═══ Input for this task

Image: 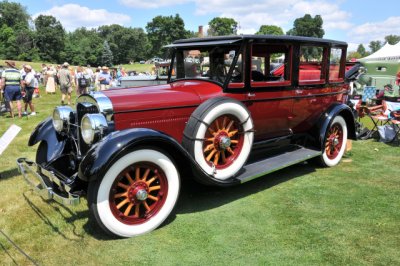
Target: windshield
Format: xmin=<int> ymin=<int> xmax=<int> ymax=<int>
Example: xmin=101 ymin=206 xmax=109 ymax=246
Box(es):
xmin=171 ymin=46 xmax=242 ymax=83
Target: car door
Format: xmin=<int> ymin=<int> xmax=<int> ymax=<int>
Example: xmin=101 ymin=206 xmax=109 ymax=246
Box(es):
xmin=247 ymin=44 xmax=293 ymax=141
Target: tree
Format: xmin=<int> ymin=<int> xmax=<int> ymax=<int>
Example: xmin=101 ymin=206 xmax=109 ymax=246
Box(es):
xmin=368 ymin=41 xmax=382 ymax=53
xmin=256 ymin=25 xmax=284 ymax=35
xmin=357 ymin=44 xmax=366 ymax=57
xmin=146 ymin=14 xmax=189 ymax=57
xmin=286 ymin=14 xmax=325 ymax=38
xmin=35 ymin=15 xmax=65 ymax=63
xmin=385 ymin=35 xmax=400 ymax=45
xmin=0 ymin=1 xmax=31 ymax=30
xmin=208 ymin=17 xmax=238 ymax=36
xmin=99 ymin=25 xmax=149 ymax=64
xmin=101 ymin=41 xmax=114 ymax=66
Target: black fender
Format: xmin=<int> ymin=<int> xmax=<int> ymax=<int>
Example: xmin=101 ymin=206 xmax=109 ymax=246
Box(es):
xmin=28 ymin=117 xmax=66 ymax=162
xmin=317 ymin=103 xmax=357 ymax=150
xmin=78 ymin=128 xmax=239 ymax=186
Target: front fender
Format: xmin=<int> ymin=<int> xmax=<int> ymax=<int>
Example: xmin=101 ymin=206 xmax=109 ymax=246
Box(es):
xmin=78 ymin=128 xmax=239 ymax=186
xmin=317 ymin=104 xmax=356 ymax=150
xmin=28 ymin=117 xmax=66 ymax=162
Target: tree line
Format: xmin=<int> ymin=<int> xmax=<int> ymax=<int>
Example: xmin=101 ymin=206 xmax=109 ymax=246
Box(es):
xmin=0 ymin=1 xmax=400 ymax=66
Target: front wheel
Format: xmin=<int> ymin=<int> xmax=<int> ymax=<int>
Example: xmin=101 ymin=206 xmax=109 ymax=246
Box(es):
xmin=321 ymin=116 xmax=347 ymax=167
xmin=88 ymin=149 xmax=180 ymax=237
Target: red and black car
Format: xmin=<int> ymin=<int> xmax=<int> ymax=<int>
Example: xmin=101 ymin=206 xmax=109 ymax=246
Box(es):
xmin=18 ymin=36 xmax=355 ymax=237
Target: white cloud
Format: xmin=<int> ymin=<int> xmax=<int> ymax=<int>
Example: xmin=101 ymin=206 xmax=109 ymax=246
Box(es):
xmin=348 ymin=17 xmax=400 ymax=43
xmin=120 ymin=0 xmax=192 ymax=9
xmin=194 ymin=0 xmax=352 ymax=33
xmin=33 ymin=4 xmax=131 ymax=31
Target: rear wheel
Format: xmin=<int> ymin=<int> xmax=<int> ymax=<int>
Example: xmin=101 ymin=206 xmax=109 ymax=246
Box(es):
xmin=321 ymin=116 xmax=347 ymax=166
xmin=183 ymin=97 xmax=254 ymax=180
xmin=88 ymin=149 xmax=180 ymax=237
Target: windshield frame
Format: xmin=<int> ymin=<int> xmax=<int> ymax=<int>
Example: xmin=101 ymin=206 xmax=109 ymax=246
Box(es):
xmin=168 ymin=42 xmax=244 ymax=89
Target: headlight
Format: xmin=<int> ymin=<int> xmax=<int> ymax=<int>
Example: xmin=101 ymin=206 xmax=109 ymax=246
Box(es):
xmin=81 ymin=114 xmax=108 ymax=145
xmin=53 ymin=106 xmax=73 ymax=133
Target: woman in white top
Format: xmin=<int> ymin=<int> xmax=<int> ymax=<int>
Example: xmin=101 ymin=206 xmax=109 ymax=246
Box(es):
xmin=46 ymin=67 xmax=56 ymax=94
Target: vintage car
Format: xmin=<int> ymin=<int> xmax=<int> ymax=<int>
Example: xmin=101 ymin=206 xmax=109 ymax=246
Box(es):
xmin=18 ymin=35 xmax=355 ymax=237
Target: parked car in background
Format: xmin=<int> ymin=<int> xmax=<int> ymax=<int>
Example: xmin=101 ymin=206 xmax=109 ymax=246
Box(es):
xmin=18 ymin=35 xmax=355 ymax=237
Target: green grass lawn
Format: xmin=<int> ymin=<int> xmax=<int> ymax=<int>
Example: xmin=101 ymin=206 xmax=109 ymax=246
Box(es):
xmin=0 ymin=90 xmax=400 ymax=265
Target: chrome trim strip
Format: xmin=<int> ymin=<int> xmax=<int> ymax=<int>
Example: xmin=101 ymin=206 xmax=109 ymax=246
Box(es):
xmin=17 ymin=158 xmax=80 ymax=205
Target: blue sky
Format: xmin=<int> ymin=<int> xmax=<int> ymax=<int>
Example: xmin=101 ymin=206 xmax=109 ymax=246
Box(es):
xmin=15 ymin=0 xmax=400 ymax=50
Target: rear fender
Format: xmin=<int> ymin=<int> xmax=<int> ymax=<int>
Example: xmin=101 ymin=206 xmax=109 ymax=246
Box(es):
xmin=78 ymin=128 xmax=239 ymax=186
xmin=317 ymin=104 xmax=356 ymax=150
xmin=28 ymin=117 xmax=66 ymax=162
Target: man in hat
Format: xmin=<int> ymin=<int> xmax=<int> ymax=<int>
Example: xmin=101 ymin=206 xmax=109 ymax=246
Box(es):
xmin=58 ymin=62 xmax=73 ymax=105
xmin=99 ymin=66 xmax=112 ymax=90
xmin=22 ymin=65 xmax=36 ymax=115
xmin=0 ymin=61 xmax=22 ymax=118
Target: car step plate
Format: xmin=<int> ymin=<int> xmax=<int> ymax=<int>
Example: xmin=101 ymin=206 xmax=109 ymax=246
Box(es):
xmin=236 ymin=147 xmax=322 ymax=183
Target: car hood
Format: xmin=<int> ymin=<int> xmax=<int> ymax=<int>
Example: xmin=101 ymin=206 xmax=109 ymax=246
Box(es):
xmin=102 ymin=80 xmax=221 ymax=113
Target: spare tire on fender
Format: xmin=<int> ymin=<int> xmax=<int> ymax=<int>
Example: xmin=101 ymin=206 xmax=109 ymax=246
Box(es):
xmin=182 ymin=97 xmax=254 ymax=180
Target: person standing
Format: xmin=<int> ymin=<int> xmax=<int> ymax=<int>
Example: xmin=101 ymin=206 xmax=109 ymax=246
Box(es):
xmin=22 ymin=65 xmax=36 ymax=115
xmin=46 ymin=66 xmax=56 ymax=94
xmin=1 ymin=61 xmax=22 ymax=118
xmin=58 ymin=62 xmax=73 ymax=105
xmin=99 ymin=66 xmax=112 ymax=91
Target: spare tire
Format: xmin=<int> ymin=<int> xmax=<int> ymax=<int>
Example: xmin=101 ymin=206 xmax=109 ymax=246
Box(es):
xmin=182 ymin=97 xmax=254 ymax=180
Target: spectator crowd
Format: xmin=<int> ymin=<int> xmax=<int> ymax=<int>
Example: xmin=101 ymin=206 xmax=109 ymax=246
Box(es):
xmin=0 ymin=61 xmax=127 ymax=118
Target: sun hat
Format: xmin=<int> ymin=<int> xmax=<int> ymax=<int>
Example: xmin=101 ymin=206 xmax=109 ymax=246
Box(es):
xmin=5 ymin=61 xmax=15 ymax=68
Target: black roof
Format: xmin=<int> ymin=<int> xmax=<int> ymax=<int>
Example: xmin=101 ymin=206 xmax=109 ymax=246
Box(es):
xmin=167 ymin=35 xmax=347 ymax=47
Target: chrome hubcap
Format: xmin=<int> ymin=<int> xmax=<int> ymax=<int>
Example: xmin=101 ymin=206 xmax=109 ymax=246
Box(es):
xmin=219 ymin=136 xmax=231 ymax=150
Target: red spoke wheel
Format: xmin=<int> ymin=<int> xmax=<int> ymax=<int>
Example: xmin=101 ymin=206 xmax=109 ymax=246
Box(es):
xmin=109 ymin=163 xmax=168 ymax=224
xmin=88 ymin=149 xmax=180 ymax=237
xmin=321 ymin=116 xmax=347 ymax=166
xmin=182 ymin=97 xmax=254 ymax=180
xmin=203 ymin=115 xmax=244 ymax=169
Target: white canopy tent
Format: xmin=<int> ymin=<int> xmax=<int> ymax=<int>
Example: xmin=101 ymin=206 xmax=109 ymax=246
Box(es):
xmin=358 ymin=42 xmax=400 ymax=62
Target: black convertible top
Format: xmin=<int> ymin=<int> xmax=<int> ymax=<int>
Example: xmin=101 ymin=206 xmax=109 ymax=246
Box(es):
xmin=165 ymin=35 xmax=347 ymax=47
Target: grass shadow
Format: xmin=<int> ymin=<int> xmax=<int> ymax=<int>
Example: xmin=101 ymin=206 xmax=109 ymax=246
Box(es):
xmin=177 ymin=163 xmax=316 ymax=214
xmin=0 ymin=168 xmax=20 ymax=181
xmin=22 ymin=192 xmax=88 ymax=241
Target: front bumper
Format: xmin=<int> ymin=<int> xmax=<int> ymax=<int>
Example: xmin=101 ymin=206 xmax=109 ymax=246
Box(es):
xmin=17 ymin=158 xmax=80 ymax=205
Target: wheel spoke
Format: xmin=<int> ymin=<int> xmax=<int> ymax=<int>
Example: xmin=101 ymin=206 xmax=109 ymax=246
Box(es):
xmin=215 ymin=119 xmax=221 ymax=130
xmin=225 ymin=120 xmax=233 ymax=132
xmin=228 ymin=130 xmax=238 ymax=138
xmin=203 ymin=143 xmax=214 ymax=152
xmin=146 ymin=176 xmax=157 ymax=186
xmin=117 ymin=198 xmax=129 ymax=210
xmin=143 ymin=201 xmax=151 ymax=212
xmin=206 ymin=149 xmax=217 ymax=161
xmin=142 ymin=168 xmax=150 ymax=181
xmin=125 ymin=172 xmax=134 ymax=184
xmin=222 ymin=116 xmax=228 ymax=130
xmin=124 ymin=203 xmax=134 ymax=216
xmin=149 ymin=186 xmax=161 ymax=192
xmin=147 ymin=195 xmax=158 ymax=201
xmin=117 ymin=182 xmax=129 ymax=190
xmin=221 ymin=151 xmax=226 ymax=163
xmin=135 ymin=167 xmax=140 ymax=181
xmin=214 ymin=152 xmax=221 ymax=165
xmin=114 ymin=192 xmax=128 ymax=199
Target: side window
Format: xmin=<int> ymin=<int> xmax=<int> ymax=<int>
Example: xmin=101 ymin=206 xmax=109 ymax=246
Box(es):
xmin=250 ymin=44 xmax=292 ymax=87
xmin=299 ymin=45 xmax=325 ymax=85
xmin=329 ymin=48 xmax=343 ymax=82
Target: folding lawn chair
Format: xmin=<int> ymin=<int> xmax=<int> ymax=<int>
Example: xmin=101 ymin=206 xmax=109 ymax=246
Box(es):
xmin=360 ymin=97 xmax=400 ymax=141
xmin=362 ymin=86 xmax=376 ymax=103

══════
═══ Input for this task

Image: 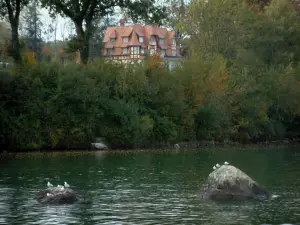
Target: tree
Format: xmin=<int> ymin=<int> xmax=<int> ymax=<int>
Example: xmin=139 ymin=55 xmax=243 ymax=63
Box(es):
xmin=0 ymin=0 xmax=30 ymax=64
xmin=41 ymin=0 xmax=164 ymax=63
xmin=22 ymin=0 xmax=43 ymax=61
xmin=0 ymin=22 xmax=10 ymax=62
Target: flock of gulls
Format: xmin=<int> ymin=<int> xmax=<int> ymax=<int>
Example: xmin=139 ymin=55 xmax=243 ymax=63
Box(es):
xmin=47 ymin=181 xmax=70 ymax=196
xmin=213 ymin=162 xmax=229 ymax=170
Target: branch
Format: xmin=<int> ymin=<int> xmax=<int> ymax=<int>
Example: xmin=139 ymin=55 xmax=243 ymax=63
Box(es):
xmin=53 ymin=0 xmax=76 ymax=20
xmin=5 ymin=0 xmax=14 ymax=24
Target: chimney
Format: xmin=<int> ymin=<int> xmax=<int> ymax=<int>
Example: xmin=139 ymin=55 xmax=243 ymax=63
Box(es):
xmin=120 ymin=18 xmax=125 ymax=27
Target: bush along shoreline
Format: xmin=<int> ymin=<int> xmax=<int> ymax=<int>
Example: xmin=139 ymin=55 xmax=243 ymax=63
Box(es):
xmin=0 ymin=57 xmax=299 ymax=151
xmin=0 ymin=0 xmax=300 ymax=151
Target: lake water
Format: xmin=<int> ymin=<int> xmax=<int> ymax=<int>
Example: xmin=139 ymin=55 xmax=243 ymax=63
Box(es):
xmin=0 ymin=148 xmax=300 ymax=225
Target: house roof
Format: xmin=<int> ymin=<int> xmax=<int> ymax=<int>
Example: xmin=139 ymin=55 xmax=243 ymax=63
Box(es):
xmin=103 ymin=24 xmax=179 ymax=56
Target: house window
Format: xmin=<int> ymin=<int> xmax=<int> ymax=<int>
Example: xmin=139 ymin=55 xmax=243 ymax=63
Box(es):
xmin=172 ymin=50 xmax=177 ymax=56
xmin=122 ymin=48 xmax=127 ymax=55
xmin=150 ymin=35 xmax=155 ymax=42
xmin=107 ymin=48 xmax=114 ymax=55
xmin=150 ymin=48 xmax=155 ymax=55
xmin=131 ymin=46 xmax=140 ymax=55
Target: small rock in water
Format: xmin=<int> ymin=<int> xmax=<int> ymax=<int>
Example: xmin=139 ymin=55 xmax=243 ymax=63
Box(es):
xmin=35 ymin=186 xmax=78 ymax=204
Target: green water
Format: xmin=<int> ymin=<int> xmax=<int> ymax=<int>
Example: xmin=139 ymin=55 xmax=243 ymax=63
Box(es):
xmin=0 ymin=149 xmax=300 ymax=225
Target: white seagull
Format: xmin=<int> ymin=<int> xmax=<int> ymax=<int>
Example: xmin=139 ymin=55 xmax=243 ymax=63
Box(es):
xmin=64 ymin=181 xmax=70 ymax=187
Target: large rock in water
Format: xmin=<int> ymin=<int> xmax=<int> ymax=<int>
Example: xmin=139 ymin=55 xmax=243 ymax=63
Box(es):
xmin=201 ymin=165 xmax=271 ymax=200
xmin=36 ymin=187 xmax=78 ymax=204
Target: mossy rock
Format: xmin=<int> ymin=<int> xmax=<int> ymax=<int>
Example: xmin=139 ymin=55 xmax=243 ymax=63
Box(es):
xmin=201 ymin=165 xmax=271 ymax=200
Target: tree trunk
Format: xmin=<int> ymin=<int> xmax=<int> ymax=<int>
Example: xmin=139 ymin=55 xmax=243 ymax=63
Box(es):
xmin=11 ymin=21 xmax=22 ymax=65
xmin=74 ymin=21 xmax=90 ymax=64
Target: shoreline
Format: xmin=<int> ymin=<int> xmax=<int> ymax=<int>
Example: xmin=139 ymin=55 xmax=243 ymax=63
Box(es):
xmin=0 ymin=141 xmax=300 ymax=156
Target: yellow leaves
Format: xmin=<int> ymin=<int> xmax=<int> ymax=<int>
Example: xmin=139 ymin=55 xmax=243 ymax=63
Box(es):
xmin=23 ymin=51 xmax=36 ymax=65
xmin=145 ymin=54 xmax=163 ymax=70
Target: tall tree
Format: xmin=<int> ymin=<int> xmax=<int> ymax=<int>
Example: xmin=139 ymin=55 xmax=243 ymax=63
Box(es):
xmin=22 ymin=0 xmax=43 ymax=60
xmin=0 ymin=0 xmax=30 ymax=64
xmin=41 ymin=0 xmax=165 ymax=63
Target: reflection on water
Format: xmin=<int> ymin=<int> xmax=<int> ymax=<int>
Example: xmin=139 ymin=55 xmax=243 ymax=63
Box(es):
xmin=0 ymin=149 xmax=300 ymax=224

══════

§ **Objective**
Please copy the lines of data above without any changes, starting at the line containing "Target: lake water" and ending at the line containing "xmin=103 ymin=24 xmax=179 ymax=56".

§ **Correct result**
Target: lake water
Format: xmin=<int> ymin=<int> xmax=<int> ymax=<int>
Example: xmin=139 ymin=55 xmax=243 ymax=63
Box(es):
xmin=0 ymin=148 xmax=300 ymax=225
Target: house roof
Format: xmin=<int> ymin=<int> xmax=<int> ymax=<int>
Example: xmin=139 ymin=55 xmax=243 ymax=63
Box(es):
xmin=103 ymin=24 xmax=179 ymax=56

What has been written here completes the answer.